• WHAT THIS TASK INVOLVES
Give the stretch of rows from the line containing "Can you see the winter" through the end of the rows, including both ends, as a JSON list of strings with one string per line and no blank lines.

• DATASET EXCERPTS
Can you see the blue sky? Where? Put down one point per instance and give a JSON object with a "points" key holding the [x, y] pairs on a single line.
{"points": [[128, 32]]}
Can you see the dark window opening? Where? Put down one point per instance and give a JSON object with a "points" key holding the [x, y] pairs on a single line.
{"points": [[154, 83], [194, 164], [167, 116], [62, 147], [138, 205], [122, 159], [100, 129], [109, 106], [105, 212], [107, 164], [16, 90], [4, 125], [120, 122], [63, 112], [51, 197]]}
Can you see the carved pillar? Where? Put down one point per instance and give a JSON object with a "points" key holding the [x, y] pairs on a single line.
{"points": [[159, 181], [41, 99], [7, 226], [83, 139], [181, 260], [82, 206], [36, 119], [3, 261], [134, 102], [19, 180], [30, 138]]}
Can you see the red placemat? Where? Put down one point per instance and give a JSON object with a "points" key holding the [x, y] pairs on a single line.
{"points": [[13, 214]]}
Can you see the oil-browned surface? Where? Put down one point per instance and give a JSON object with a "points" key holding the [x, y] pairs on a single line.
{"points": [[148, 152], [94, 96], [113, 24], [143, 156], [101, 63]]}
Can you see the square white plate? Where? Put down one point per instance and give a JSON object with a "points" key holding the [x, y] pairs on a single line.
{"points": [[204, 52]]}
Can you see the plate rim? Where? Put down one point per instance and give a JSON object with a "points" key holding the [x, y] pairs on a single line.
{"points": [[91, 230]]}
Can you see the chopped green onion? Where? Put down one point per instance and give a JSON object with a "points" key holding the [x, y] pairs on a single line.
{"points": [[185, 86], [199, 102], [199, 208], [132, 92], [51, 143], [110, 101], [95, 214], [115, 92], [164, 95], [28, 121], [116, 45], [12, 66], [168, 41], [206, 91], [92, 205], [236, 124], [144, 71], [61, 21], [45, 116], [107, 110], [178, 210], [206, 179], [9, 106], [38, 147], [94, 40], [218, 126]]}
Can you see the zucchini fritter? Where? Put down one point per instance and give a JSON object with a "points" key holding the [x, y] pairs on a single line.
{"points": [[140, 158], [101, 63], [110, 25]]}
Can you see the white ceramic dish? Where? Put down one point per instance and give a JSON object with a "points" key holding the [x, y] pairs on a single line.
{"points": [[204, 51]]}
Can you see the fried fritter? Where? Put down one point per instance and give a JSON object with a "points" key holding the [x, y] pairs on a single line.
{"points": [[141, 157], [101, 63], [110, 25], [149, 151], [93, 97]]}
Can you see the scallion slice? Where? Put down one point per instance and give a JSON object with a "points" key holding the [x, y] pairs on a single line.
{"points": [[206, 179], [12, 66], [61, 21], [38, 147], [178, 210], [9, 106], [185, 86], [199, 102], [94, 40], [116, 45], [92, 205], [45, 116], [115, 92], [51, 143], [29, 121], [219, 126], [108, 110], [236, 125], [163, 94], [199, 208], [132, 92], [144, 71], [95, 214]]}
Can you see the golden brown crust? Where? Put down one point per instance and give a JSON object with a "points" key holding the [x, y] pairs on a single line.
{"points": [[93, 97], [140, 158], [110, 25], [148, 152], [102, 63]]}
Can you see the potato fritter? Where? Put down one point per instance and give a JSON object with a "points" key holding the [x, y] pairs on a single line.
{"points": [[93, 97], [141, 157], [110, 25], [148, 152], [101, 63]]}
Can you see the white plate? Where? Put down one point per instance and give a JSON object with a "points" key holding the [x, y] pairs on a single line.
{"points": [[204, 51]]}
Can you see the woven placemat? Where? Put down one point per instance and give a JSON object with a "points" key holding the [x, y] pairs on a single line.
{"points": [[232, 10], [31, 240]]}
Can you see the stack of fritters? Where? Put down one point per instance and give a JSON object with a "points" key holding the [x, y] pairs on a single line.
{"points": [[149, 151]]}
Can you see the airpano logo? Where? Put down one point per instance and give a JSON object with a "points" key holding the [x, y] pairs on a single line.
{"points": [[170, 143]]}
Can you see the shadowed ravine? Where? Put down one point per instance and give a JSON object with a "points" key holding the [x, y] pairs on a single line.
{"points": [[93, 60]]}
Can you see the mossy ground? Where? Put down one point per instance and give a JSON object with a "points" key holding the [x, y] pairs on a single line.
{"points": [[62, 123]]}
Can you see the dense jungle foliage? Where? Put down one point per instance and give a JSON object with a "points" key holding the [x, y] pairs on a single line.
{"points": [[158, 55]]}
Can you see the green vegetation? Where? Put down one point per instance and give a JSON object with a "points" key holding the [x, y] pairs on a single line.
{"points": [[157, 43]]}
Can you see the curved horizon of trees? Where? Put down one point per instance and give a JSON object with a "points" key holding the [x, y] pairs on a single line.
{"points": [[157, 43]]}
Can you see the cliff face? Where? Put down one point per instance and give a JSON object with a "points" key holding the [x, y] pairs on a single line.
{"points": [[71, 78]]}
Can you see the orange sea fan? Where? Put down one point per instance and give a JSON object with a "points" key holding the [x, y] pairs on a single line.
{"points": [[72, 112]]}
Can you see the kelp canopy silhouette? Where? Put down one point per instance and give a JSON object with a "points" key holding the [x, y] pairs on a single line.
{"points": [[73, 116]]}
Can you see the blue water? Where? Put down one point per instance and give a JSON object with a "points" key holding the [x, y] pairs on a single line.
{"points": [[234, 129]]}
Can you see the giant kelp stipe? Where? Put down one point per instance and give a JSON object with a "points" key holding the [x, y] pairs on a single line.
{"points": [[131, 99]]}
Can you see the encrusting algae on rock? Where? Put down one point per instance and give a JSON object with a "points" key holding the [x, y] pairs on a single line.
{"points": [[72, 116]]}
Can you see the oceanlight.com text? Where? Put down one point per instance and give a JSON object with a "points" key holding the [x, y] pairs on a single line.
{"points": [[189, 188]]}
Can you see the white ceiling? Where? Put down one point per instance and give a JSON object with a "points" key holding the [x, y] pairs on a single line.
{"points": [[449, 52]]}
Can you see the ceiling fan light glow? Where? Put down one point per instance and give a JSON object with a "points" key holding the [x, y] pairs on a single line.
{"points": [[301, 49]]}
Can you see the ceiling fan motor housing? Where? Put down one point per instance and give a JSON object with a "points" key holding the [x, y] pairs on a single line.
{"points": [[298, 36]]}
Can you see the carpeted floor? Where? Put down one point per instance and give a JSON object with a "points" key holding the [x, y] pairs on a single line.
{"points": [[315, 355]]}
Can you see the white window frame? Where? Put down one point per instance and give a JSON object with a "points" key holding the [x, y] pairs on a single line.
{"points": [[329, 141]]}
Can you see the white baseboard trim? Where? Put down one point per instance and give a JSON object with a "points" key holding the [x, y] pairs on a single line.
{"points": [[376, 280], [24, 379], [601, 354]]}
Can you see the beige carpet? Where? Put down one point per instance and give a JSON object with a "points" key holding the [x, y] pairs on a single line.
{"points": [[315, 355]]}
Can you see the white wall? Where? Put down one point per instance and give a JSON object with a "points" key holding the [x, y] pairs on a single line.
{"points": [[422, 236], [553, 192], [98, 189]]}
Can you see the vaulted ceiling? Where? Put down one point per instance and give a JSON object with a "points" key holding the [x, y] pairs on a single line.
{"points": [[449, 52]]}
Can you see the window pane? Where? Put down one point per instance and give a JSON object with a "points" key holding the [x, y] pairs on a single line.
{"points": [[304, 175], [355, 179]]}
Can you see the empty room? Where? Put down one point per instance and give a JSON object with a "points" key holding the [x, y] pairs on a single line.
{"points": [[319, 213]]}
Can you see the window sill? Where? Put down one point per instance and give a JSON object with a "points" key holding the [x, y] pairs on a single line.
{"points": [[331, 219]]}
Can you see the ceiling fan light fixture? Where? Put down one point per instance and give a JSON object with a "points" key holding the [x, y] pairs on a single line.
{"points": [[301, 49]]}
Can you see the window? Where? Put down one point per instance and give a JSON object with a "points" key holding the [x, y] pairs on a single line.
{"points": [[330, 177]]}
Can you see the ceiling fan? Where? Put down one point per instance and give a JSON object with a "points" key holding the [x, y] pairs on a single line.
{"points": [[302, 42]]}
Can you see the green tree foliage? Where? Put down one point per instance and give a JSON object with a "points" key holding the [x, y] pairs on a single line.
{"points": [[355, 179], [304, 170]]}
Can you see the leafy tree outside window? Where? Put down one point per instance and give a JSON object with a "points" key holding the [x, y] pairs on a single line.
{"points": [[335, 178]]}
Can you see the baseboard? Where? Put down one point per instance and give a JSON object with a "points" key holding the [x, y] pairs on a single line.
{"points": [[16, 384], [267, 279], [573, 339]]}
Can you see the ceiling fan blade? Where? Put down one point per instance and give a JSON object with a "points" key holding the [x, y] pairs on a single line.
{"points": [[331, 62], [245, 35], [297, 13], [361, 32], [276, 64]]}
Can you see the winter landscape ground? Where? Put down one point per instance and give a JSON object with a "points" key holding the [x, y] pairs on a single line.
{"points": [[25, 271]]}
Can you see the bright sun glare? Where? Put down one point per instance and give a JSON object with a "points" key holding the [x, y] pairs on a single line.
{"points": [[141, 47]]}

• EXERCISE SOLUTION
[
  "Can you see the winter landscape ground? Where? Put down one point per instance and give a JSON object with a \"points\" key holding the [x, y] pairs on a single line.",
  "{\"points\": [[25, 271]]}",
  "Can you see the bright sun glare? Where? Put down one point per instance and give a JSON object with a \"points\" key holding the [x, y] pairs on a single line.",
  "{\"points\": [[141, 47]]}"
]